*** Data lines

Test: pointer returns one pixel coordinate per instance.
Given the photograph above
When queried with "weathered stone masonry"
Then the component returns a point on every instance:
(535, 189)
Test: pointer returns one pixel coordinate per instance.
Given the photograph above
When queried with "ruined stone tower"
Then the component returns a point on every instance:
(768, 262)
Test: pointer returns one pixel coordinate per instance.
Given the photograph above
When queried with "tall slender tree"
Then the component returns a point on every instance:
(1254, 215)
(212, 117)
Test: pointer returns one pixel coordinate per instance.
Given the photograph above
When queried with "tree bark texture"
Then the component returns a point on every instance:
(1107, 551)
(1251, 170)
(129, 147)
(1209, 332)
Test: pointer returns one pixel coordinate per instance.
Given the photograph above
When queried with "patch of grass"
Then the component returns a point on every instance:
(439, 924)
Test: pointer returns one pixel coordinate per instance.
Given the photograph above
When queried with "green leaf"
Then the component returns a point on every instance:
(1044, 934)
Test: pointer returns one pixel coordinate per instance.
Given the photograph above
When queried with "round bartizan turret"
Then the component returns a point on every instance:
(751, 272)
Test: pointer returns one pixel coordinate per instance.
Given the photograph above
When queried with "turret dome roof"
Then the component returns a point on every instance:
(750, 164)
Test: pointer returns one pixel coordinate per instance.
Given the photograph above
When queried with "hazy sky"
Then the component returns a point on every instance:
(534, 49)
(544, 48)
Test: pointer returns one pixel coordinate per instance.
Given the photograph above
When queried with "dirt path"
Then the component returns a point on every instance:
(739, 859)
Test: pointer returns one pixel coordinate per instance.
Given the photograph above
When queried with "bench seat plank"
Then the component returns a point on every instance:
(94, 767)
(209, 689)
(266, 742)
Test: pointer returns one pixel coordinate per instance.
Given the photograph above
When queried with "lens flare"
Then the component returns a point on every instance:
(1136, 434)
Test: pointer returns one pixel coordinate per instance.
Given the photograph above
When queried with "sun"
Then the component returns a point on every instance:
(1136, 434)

******

> **Given request**
Please set down all the data word for word.

> **Solution to the problem**
Test: pointer returns one pixel coordinate per instance.
Given the photograph above
When queried with "weathered stone masonry"
Then the component returns a point on every instance:
(535, 189)
Test: pointer returns one pixel coordinate per instance.
Given the photograph above
When queried with "ruined stone tower"
Then the component returns a point on every instance:
(768, 262)
Test: pointer returns one pixel coordinate per instance.
Given the photograph above
When queried with "tall slender tree"
Then the component returns a point on every instance:
(1254, 215)
(212, 117)
Test: pointer returns one pixel coordinate per instance.
Given the photograph above
When queried with "tree bark texture"
Then the component returns a point on every instance:
(1107, 551)
(1251, 170)
(129, 147)
(1209, 332)
Test: pointer returns one pixel coordinate per instance.
Given the photograph above
When queried with "patch of grass"
Then the component returns a point on every instance:
(439, 924)
Test: pointer returns one pixel coordinate per instance.
Given the photograph above
When queried with "green leaf"
Then the component returns a point on every instance:
(1044, 934)
Test: pointer returns one pixel coordinate per instance.
Given the photograph above
When queried with "round bartizan turret"
Then the component returns a point on every instance:
(751, 272)
Test: pointer returns one pixel coordinate per instance.
Given the photograph above
When queried with "turret dome roof"
Then the component returns a point on every instance:
(750, 164)
Test: pointer returns one pixel coordinate per instance.
Given the photograph above
When queried with "hazy sky"
Then the component returns a point on every instance:
(534, 49)
(544, 48)
Test: pointer returns one pixel coordinate per instance.
Given the photograph above
When queried with "dirt path"
Then the component returns a point on every instance:
(739, 859)
Test: pointer returns one pixel coordinate per instance.
Given the photograph above
When queried with "bench seat plank"
Then the component returns a point on every instance:
(94, 767)
(209, 689)
(266, 742)
Test: pointer returns one pixel coordinate per instance.
Given the photograph above
When queried with "lens flare"
Then the component returns a point on every instance:
(1136, 434)
Test: pointer returns one pixel coordinate per instance.
Given the photograph above
When queried with "sun"
Then the component returns a point on every instance:
(1136, 434)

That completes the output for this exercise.